SHORT EXERCISE A:
Update the p-value passage, starting at "Figure 10.1: t-Distribution with" and ending at "found is significant.", so that "blue area" becomes "white area".
SHORT EXERCISE B:
Continue the passage on p-values and test statistics from its final sentence.

··· PASSAGE TO READ ···

Most frequently, confusion about the p-value emerges because we test FOR the null hypothesis and not what we are actually interested in. Returning to our example of eating healthy and its impact on happiness, we would first formulate our hypothesis and the null hypothesis:

  • Hypothesis (\(H_1\)): Healthy eating and happiness are significantly positively related to each other.

  • Null Hypothesis (\(H_0\)): There is no significant relationship between healthy eating and happiness.

Based on our research question, we hope to accept our hypothesis and, therefore, reject the null hypothesis. Hardly ever will you find that researchers are interested in not finding relationships/effects in their data. Consequently, a significant p-value would tell us to reject the null hypothesis and accept our hypothesis.

Let’s revisit the results from our earlier analysis where we performed a Pearson correlation to test our assumption.

# Pearson correlation
hie_2021 |>
  select(happiness, healthy_eating) |>
  correlation()
# Correlation Matrix (pearson-method)

Parameter1 |     Parameter2 |    r |        95% CI | t(305) |     p
-------------------------------------------------------------------
happiness  | healthy_eating | 0.07 | [-0.04, 0.18] |   1.24 | 0.215

p-value adjustment method: Holm (1979)
Observations: 307

Besides the correlation coefficient (r), we also find \(t_{(305)} = 1.24\), which is the test statistic. The test statistic helps us determine if our data shows something unusual based on our hypothesis. A test statistic close to 0 suggests that our data is consistent with the null hypothesis, i.e. no effect/relationship. The further the test statistic moves from 0, the more evidence we have against the null hypothesis.

In our analysis of the relationship between happiness and healthy_eating, we obtained a p-value of 0.215. This indicates that there is a 21.5% probability of finding a t-value of 1.24 or larger if the null hypothesis is true. You probably agree that these are not good odds. Since this p-value is greater than the conventional significance level of \(p \leq 0.05\) we do not reject the null hypothesis. This means we do not have sufficient evidence to conclude that a significant relationship exists between happiness and healthy_eating.

Lastly, I also want to visually explain what the test statistic is and how it relates to p-values. We already learned about the normal distribution, as such, the visualisation in Figure 10.1 will look familiar.

A t-distribution curve with two tails shaded in red to represent areas where p < 0.05, indicating the rejection regions. The observed t-value of 1.24 lies within the central, non-shaded area, showing it is not in the rejection region. This suggests the result is not statistically significant at the 0.05 level.
Figure 10.1: t-Distribution with test statistic

What we can see here is the distribution of test statistic scores (t-values) related to our correlation analysis. We can see that all t-values that fall within the blue area of the distribution would not count as significantly different from the null hypothesis, which means we have to accept that there is no effect/relationship to be found. However, if the t-value falls into one of the two red areas, we can reject the null hypothesis and be excited that the effect/relationship we found is significant.

··· RECORD LIST ···

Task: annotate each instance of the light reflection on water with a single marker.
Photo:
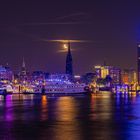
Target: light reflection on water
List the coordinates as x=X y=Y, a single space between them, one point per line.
x=100 y=116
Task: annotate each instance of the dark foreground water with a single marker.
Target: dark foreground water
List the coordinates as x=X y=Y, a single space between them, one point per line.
x=100 y=117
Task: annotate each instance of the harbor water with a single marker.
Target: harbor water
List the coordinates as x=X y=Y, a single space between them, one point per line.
x=103 y=116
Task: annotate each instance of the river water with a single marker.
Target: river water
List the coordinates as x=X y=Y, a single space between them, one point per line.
x=98 y=117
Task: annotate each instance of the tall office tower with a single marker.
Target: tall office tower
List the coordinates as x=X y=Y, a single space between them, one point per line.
x=138 y=62
x=69 y=65
x=23 y=69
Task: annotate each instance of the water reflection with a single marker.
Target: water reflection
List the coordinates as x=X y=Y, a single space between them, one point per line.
x=101 y=116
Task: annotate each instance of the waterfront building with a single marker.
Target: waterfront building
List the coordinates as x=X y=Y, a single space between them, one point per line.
x=138 y=63
x=23 y=69
x=129 y=76
x=59 y=77
x=38 y=75
x=104 y=71
x=89 y=78
x=6 y=74
x=69 y=65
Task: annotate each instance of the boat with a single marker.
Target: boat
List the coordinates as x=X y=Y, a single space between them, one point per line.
x=64 y=87
x=6 y=89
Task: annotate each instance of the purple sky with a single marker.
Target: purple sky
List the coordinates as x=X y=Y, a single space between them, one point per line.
x=112 y=26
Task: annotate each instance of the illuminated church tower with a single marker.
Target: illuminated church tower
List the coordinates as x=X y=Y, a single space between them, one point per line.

···

EXERCISE RESPONSE A:
Figure 10.1: t-Distribution with test statistic

What we can see here is the distribution of test statistic scores (t-values) related to our correlation analysis. We can see that all t-values that fall within the white area of the distribution would not count as significantly different from the null hypothesis, which means we have to accept that there is no effect/relationship to be found. However, if the t-value falls into one of the two red areas, we can reject the null hypothesis and be excited that the effect/relationship we found is significant.

EXERCISE RESPONSE B:
While we clarified how the t-value is related to the p-value, you might still be confused how these two values relate to the correlation coefficient (r) in our correlation results. The answer is fairly simple: we need r to compute our t-value. The mathematical formula is as follows:

\[ t = \frac{r \sqrt{n - 2}}{\sqrt{1 - r^2}} \]

With this knowledge, we can reproduce \(t_{(305)} = 1.24\) writing the following lines of code:

# Define the correlation coefficient and sample size
r <- 0.07099542 # not rounded
n <- 307

# Calculate the t-value
t_value <- (r * sqrt(n - 2)) / sqrt(1 - r^2)
t_value
[1] 1.243018

We will cover more about the p-value in Chapter 11 and Chapter 13. For now, it is important to know that a significant correlation is one that we should look at more closely. Usually, correlations that are not significant suffer from small effect sizes. However, different samples can lead to different effect sizes and significance levels. Consider the following examples:

# Correlation Matrix (pearson-method)

Parameter1 | Parameter2 |    r |        95% CI | t(2) |     p
-------------------------------------------------------------
x          |          y | 0.77 | [-0.73, 0.99] | 1.73 | 0.225

p-value adjustment method: Holm (1979)
Observations: 4
# Correlation Matrix (pearson-method)

Parameter1 | Parameter2 |    r |       95% CI | t(10) |       p
---------------------------------------------------------------
x          |          y | 0.77 | [0.36, 0.93] |  3.87 | 0.003**

p-value adjustment method: Holm (1979)
Observations: 12

In both examples \(r = 0.77\), but the sample sizes are different (4 vs 12), and the p-values differ. In the first example, \(p = 0.225\), which means the relationship is not significant, while in the second example, we find that \(p < 0.01\) and is, therefore, highly significant. As a general rule, the bigger the sample, the more likely we find significant results, even though the effect size is small. Therefore, it is crucial to interpret correlations based on at least three factors:

  • the p-value, i.e. significance level,

  • the r-value, i.e. the effect size, and

  • the n, i.e. the sample size

The interplay of all three can help determine whether a relationship is important. Therefore, when we include correlation tables in publications, we have to provide information about all three indicators.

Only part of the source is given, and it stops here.